GOAL OF THE EXERCISE: Copy out verbatim the lines of the records below, beginning with the line that contains "query: the noun phrase to segment: cone" and continuing through the line that contains "POLYGON ((180 259, 180", with both of those lines included.
-------- EXERCISE INPUT --------
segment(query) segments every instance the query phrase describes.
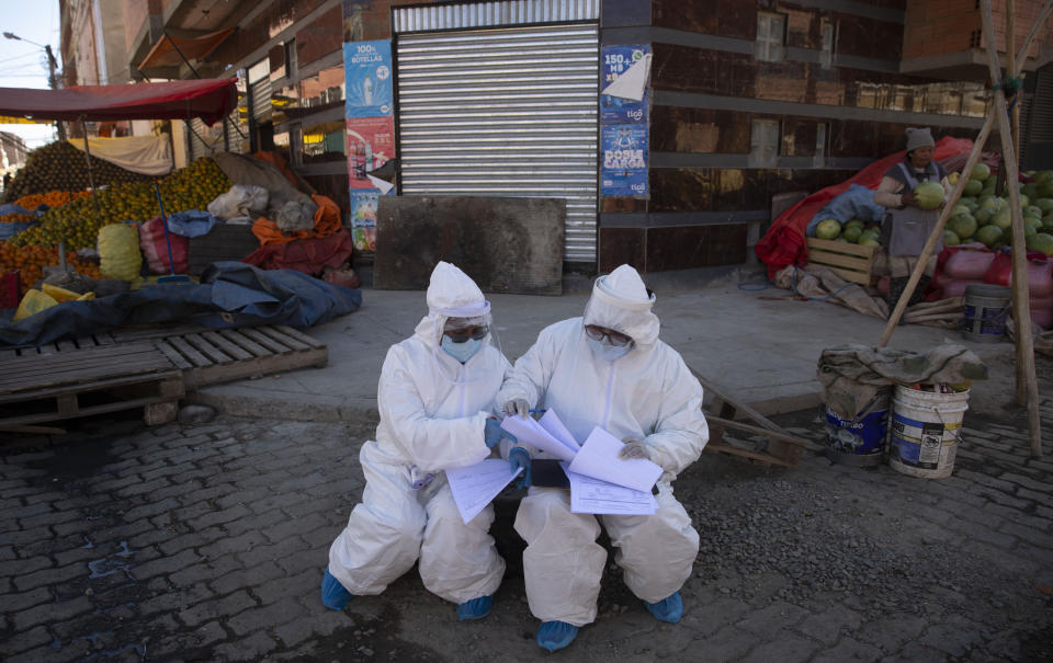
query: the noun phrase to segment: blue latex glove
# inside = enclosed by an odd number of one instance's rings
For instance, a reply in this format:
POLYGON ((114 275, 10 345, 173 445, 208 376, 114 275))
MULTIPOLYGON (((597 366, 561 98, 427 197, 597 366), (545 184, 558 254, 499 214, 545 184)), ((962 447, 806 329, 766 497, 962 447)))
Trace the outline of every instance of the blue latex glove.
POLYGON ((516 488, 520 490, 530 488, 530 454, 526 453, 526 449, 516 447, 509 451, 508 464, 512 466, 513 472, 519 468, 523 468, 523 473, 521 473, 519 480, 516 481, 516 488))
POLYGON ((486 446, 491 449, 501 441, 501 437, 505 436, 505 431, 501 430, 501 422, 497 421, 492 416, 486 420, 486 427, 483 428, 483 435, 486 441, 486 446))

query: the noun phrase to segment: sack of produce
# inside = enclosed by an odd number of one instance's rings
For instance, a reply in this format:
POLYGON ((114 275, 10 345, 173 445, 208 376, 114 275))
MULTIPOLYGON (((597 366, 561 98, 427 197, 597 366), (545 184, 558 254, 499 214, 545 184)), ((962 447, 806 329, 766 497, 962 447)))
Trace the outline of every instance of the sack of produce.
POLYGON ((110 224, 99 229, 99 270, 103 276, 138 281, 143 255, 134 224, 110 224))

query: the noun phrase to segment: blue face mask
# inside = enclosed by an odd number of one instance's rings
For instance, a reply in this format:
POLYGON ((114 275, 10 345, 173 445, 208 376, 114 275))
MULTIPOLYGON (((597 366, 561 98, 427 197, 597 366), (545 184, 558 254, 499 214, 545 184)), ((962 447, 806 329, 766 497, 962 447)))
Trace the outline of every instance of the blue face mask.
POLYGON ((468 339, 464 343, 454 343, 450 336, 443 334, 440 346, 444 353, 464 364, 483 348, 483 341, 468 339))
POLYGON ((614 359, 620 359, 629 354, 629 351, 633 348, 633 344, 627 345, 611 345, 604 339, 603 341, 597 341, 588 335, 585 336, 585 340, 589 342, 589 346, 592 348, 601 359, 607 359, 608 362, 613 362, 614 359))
--------
-------- EXERCISE INPUT --------
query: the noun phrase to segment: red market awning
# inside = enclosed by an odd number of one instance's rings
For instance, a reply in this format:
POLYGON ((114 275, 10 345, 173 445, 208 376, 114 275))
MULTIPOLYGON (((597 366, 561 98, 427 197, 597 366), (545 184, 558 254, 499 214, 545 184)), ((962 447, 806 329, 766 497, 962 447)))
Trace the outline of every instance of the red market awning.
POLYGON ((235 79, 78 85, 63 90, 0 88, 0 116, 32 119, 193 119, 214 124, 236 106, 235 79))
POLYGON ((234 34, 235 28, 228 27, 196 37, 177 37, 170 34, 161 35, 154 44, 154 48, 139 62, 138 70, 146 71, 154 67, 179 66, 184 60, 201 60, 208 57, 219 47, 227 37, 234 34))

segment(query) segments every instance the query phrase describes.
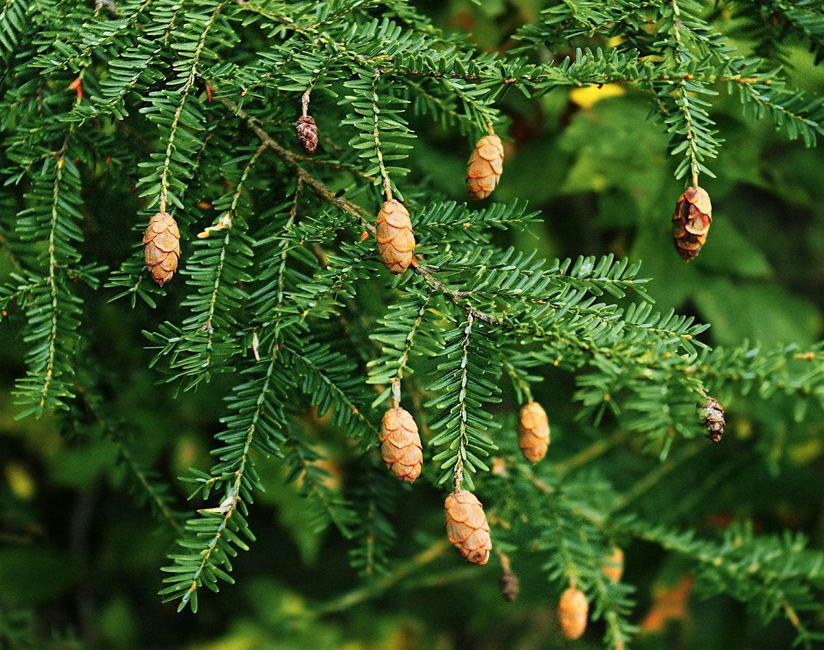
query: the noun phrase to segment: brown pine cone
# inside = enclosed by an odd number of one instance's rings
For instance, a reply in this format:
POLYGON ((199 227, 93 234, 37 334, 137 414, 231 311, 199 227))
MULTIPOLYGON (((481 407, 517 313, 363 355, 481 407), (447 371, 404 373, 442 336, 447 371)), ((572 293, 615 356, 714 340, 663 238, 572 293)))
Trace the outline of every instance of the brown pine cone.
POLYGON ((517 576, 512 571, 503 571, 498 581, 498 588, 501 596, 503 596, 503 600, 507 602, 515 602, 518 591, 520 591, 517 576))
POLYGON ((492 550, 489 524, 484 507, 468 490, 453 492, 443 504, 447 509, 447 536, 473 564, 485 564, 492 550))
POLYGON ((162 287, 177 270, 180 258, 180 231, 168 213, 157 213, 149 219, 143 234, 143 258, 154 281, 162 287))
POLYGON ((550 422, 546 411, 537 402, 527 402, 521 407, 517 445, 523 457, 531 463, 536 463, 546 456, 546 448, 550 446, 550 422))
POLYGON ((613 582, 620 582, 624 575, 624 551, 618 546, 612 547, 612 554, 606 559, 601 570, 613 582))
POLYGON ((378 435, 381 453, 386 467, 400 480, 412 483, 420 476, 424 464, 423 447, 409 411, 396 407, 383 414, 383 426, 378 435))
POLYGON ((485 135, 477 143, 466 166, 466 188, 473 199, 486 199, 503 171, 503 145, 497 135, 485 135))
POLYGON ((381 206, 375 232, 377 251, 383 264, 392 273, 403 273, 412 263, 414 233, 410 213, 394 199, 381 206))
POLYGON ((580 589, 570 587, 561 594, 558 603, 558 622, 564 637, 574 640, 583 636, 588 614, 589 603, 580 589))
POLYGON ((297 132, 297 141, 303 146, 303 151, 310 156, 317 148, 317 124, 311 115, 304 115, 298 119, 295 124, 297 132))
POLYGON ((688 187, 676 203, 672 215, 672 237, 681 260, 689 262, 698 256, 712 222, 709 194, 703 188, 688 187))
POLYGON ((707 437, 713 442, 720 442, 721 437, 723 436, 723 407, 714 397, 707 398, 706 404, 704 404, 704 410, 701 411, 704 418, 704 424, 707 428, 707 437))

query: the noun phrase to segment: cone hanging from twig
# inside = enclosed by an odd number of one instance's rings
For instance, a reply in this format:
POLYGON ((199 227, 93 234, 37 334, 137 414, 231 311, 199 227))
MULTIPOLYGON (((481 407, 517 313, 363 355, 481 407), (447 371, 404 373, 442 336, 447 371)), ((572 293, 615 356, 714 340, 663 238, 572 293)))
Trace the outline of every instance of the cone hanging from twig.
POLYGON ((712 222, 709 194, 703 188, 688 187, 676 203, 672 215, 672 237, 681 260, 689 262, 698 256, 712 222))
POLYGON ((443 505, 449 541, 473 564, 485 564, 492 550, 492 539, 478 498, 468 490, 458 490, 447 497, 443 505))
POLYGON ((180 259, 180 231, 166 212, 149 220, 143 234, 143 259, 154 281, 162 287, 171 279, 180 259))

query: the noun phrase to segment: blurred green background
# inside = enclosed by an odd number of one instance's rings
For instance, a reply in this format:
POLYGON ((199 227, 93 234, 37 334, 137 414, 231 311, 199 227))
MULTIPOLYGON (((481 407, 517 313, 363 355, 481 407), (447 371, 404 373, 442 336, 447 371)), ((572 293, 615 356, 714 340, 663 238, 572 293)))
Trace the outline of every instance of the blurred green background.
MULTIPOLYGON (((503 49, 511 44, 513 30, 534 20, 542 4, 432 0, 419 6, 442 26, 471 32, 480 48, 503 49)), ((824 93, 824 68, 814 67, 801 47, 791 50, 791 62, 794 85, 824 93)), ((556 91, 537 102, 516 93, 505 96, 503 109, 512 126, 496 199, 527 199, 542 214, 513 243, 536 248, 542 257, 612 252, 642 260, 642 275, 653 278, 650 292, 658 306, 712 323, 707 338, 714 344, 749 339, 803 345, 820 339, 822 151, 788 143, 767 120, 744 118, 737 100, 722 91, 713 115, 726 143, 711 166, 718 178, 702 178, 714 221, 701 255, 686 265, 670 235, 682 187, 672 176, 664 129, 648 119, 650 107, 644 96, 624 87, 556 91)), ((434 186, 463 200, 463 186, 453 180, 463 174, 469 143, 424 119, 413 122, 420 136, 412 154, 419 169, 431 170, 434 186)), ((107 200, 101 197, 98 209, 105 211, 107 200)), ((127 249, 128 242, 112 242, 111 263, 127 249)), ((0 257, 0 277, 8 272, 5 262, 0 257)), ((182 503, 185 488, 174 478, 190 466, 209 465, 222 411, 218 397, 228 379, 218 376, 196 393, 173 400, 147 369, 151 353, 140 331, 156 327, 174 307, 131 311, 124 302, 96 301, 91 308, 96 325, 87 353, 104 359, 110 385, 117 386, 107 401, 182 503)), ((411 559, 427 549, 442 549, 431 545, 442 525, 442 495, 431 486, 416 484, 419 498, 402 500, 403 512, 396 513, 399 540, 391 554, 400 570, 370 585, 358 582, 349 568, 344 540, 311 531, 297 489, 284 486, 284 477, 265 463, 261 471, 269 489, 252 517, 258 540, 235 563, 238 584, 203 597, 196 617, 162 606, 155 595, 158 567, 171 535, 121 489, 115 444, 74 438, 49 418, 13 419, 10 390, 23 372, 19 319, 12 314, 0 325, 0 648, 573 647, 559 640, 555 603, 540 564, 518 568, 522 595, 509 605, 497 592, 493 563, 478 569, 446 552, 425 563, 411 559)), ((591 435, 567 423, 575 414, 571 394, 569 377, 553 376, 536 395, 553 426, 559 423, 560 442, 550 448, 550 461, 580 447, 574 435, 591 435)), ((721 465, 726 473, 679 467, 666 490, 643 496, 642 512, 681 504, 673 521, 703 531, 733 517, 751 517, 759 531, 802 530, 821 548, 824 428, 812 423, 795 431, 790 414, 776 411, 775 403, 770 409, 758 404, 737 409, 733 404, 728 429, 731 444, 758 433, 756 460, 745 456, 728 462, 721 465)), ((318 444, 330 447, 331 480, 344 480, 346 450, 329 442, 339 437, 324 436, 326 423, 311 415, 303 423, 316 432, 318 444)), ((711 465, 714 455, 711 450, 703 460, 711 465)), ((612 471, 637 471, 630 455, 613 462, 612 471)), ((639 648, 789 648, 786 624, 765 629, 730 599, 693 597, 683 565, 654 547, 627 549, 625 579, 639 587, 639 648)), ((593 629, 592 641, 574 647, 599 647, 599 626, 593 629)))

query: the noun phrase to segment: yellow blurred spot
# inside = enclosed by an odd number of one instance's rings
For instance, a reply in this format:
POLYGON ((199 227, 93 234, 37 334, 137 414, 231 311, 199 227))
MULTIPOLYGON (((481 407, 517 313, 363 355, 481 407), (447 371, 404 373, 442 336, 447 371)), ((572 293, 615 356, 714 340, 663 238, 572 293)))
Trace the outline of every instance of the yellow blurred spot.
--------
-------- EXERCISE INPUT --------
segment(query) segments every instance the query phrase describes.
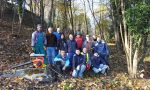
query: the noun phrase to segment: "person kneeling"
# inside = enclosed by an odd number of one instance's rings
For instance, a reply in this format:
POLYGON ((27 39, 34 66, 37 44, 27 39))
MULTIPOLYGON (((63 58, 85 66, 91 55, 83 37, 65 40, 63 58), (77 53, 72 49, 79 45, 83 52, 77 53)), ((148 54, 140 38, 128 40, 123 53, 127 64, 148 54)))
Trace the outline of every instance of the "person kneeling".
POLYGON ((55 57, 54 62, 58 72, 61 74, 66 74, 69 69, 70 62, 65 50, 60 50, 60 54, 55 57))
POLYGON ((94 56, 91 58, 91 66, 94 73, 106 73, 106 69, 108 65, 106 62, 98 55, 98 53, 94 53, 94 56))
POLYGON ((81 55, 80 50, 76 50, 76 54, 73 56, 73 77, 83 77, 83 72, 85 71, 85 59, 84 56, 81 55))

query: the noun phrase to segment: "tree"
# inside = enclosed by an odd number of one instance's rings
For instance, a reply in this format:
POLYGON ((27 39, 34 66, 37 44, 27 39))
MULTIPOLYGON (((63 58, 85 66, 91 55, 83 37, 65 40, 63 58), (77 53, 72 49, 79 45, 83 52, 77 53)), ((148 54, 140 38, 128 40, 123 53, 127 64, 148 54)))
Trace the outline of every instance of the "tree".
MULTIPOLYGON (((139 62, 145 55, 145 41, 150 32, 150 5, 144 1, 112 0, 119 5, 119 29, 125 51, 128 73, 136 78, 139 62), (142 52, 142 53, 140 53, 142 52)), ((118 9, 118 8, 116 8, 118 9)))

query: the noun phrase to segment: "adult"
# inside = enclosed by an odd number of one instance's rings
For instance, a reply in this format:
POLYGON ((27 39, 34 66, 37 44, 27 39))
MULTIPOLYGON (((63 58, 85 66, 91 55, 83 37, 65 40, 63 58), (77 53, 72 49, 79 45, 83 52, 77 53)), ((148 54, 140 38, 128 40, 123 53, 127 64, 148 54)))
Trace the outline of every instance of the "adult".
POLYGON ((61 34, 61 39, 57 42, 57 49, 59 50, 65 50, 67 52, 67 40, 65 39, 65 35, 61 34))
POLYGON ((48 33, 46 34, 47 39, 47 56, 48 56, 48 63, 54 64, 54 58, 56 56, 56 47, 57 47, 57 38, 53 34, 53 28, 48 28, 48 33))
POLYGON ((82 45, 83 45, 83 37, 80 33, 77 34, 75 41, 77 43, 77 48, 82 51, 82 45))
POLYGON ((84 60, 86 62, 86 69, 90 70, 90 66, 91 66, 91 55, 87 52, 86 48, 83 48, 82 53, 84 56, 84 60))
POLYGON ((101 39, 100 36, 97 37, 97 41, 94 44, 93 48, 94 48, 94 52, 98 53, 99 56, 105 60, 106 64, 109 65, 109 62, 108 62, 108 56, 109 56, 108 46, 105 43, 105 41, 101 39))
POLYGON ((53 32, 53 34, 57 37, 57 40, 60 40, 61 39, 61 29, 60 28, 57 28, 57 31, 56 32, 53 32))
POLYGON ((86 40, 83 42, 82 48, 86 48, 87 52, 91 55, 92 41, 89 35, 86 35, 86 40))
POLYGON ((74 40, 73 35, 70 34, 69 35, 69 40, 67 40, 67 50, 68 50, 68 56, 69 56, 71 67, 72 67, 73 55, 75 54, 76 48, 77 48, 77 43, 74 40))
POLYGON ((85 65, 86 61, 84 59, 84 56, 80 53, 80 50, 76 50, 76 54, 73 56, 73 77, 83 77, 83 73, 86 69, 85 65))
--------
RESPONSE BELOW:
query: the noun phrase to segment: cone hanging from twig
# inside = enclosed by an odd number of one instance's rings
For instance, a reply in this format:
POLYGON ((199 227, 93 234, 37 334, 137 414, 231 311, 199 227))
MULTIPOLYGON (((481 407, 517 313, 363 355, 481 407), (447 371, 404 373, 442 336, 447 371)), ((572 293, 615 356, 714 340, 663 238, 572 293)))
Trace the outline of every instance of the cone hanging from twig.
POLYGON ((712 222, 709 194, 703 188, 688 187, 676 203, 672 215, 672 237, 681 260, 689 262, 698 256, 712 222))
POLYGON ((443 505, 449 541, 473 564, 485 564, 492 550, 492 539, 478 498, 468 490, 458 490, 447 497, 443 505))
POLYGON ((180 259, 180 231, 166 212, 149 220, 143 234, 143 259, 154 281, 162 287, 171 279, 180 259))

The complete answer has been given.